(Supplied text Opens)

A thoroughly-precedented 38 comments

It’s interesting what sort of posts get commented on at LL. One of the more popular posts of late (and one which continues to get comments an amazingly long 2 days after the initial post is the one mentioned last time, on what may or may not end up being called “funky a” as in, say the title of this post, or earlier in this sentence.

I think the study of the sentences involved illustrates the importance of considering syntactic and semantic features of a construction separately. There are several facts involved, like the strangeness of a plural nominal with a singular determiner, and the fact that adding a non-determinative number expression to nouns then requires the addition of an adjective, and potentially following that a particular determiner. On the meaning side there’s the fact that the adjective seems to modify the amount of the item, not just the amount or just the item on its own. Depending on your view of syntactic and semantic dependences (either syn-syn, sem-sem, or syn-sem relations), each of these facts might lead you to a particular analysis (maybe semantic dependency is always parallel to syntactic dependency, or syntactic selection is always local, etc).

Here’s another addition to the facts. As threatened last time, I did a search of the BNC for “a/an [adjective] [number] [noun]” (with some allowing for non-adjacency, say if the adjective takes local complements or has adverbial modification). Here’s what I found regarding possible adjectives (each list in order of decreasing frequency of participation in the pattern; I stopped looking after the frequency dropped below 7 or so, but scanning the list, it doesn’t look like there are huge categories that I’ve missed):

Mere/Massive-class: mere, good, full, massive, steady, level, small, whole, standard, paltry, meagre, healthy, normal, large, bare, generous, low, scant, nominal

Additional-class: additional, extra, initial, final, closing, further

History/estimation/-ed: estimated, unbeaten, typical, standard, normal, unprecedented, likely, recent, reported, proposed?

Modification of the head: clear, quick, free, bad, difficult, nice, busy, winning, long, hectic, gruelling

Color commentary: staggering, comfortable, astonishing, incredible, modest, remarkable, amazing, superb, fine, typical, respectible, excellent, splendid, disappointing, sensational, magnificent, solid, outstanding, whopping

Total-class?: possible, potential, maximum, minimum, overall, total, net

I’m not wedded (wed?) to the categories, but it seems like each one is slightly different. I’d guess that some might be merged. The “modification of the head” category has basically all units of time or distance as the head noun (a bad few years, a hectic five laps), and as such, I think the adjective is applicable to each unit of time/distance as well as the whole amount: so in a grueling five years, not only are the years grueling as a whole, but also as individual years. This is not the case for the other classes, except maybe the Additional class (in an additional three points each point is also additional)

More on counting people

Just over a year ago I wrote about Anderson Cooper’s description of America’s growing population. Seems it’s about time for me to do sort of the same thing, only with an ad I saw while over in Chicago for the annual meeting of my professional organization. On one of the L trains there was an advertisement for a new book, The Chicago “L”. The ad read something like,

Make a connection to the over 10 billion riders of the Chicago “L”

(Supplied text Closes)
(Data section Opens)

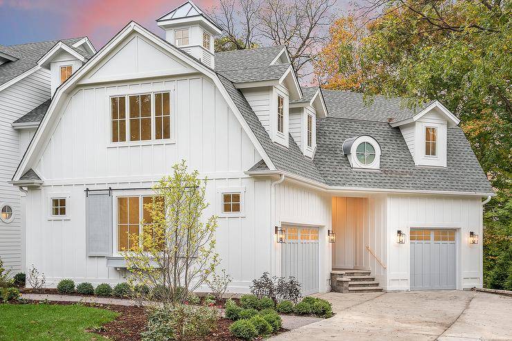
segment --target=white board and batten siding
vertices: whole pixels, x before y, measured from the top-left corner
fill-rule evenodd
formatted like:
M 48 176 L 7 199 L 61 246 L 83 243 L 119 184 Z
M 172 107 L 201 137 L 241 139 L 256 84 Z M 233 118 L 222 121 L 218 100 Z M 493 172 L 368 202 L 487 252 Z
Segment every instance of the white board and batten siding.
M 0 220 L 0 257 L 8 268 L 24 270 L 24 197 L 10 181 L 27 145 L 26 137 L 12 128 L 14 121 L 50 98 L 50 73 L 39 69 L 0 92 L 0 205 L 12 208 L 10 223 Z
M 482 208 L 479 198 L 390 195 L 387 289 L 410 290 L 411 228 L 455 230 L 457 289 L 482 286 Z M 396 230 L 406 234 L 405 243 L 396 242 Z M 469 243 L 469 232 L 480 236 Z
M 266 200 L 270 181 L 254 180 L 244 173 L 261 156 L 222 95 L 206 77 L 178 75 L 143 82 L 87 84 L 109 77 L 133 77 L 127 70 L 152 72 L 147 65 L 145 68 L 140 65 L 144 60 L 153 63 L 152 68 L 162 69 L 161 62 L 165 62 L 167 68 L 181 67 L 161 51 L 152 51 L 143 39 L 133 42 L 126 45 L 127 54 L 122 50 L 113 53 L 110 61 L 94 70 L 62 109 L 55 113 L 55 129 L 42 141 L 44 147 L 37 156 L 35 169 L 44 178 L 44 185 L 28 194 L 33 210 L 28 214 L 28 261 L 38 265 L 51 285 L 64 277 L 93 283 L 125 280 L 122 272 L 107 267 L 104 257 L 86 256 L 84 190 L 149 187 L 184 159 L 190 169 L 197 169 L 201 176 L 209 179 L 207 200 L 210 205 L 205 216 L 221 215 L 220 189 L 245 190 L 243 214 L 219 218 L 217 248 L 221 267 L 233 279 L 230 290 L 248 291 L 251 281 L 270 266 L 269 241 L 273 237 L 269 228 L 270 203 Z M 110 64 L 120 62 L 116 56 L 129 57 L 131 53 L 136 60 L 122 59 L 125 68 L 119 63 Z M 174 66 L 170 66 L 172 63 Z M 109 95 L 163 90 L 173 92 L 172 140 L 111 143 Z M 54 194 L 68 195 L 68 219 L 48 219 L 45 211 Z

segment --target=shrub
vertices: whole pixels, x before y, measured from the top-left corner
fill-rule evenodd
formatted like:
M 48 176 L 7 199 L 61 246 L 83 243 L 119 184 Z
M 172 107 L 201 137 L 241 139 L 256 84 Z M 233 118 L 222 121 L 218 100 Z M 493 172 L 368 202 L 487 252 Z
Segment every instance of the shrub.
M 94 289 L 94 293 L 98 296 L 110 296 L 112 294 L 112 287 L 108 283 L 102 283 Z
M 184 340 L 203 336 L 217 326 L 217 311 L 205 306 L 163 306 L 150 314 L 143 341 Z
M 75 292 L 75 282 L 73 279 L 62 279 L 57 284 L 57 291 L 62 294 L 71 294 Z
M 239 320 L 229 326 L 229 331 L 237 338 L 250 340 L 258 335 L 258 331 L 248 320 Z
M 187 297 L 187 301 L 192 304 L 199 304 L 201 299 L 197 295 L 190 294 Z
M 268 335 L 271 334 L 273 331 L 268 321 L 263 318 L 262 316 L 259 315 L 253 316 L 249 321 L 256 327 L 256 331 L 257 331 L 258 335 L 259 336 Z
M 283 323 L 282 320 L 281 319 L 281 316 L 280 316 L 275 311 L 262 315 L 262 317 L 264 318 L 271 326 L 272 326 L 272 330 L 274 333 L 281 329 Z
M 19 298 L 19 291 L 17 288 L 0 288 L 0 298 L 4 302 Z
M 293 277 L 271 278 L 268 273 L 264 273 L 257 279 L 253 280 L 250 292 L 258 298 L 268 297 L 274 302 L 287 299 L 296 302 L 300 298 L 300 284 Z
M 258 301 L 258 309 L 273 309 L 274 306 L 274 301 L 271 297 L 265 296 Z
M 240 306 L 246 309 L 257 309 L 258 303 L 258 297 L 254 295 L 242 295 L 240 297 Z
M 332 317 L 332 306 L 325 299 L 318 299 L 311 306 L 311 311 L 318 317 L 329 318 Z
M 228 299 L 224 308 L 226 317 L 227 318 L 232 320 L 238 320 L 238 314 L 241 311 L 241 308 L 238 306 L 232 299 Z
M 293 311 L 293 304 L 291 301 L 283 301 L 277 304 L 277 311 L 283 314 L 289 314 Z
M 87 282 L 76 286 L 76 292 L 82 295 L 94 295 L 94 287 Z
M 26 275 L 25 273 L 18 273 L 15 275 L 15 284 L 19 286 L 25 286 L 25 282 L 26 281 Z
M 238 312 L 238 320 L 248 320 L 257 313 L 258 311 L 252 308 L 242 309 Z
M 311 313 L 311 305 L 307 302 L 302 302 L 295 304 L 293 312 L 299 315 L 307 315 Z

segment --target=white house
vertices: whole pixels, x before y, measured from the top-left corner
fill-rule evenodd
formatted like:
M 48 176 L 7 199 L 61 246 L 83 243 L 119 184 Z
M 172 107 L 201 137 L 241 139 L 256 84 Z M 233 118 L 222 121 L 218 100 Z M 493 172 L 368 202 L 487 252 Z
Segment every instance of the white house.
M 0 45 L 0 258 L 15 273 L 25 268 L 25 191 L 8 181 L 55 87 L 95 52 L 86 37 Z
M 282 46 L 215 53 L 190 1 L 157 23 L 165 39 L 130 22 L 52 86 L 14 174 L 26 264 L 51 285 L 124 281 L 145 197 L 184 159 L 209 179 L 232 292 L 265 271 L 304 294 L 482 286 L 493 193 L 441 103 L 301 88 Z

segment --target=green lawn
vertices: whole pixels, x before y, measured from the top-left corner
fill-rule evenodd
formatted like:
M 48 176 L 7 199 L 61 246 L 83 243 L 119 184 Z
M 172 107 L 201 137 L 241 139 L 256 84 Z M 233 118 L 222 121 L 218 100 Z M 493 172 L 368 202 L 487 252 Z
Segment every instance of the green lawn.
M 113 311 L 80 305 L 0 304 L 0 341 L 104 340 L 84 331 L 118 315 Z

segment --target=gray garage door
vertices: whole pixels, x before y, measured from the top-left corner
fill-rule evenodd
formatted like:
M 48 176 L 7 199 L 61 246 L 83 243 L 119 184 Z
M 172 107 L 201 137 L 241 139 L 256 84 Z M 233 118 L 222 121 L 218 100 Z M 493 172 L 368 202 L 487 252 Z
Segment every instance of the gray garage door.
M 455 289 L 455 230 L 411 229 L 411 290 Z
M 302 295 L 318 292 L 318 228 L 284 226 L 282 276 L 295 277 L 302 284 Z

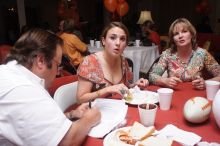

(Data section Closes)

* **Parts of the exercise**
a) Which corpus does the blog post on "funky a" say was searched for the pattern "a/an [adjective] [number] [noun]"?
b) Reproduce the blog post between "Here’s another addition" and "recent, reported, proposed?", inclusive.

* **Solution list**
a) The BNC.

b)
Here’s another addition to the facts. As threatened last time, I did a search of the BNC for “a/an [adjective] [number] [noun]” (with some allowing for non-adjacency, say if the adjective takes local complements or has adverbial modification). Here’s what I found regarding possible adjectives (each list in order of decreasing frequency of participation in the pattern; I stopped looking after the frequency dropped below 7 or so, but scanning the list, it doesn’t look like there are huge categories that I’ve missed):

Mere/Massive-class: mere, good, full, massive, steady, level, small, whole, standard, paltry, meagre, healthy, normal, large, bare, generous, low, scant, nominal

Additional-class: additional, extra, initial, final, closing, further

History/estimation/-ed: estimated, unbeaten, typical, standard, normal, unprecedented, likely, recent, reported, proposed?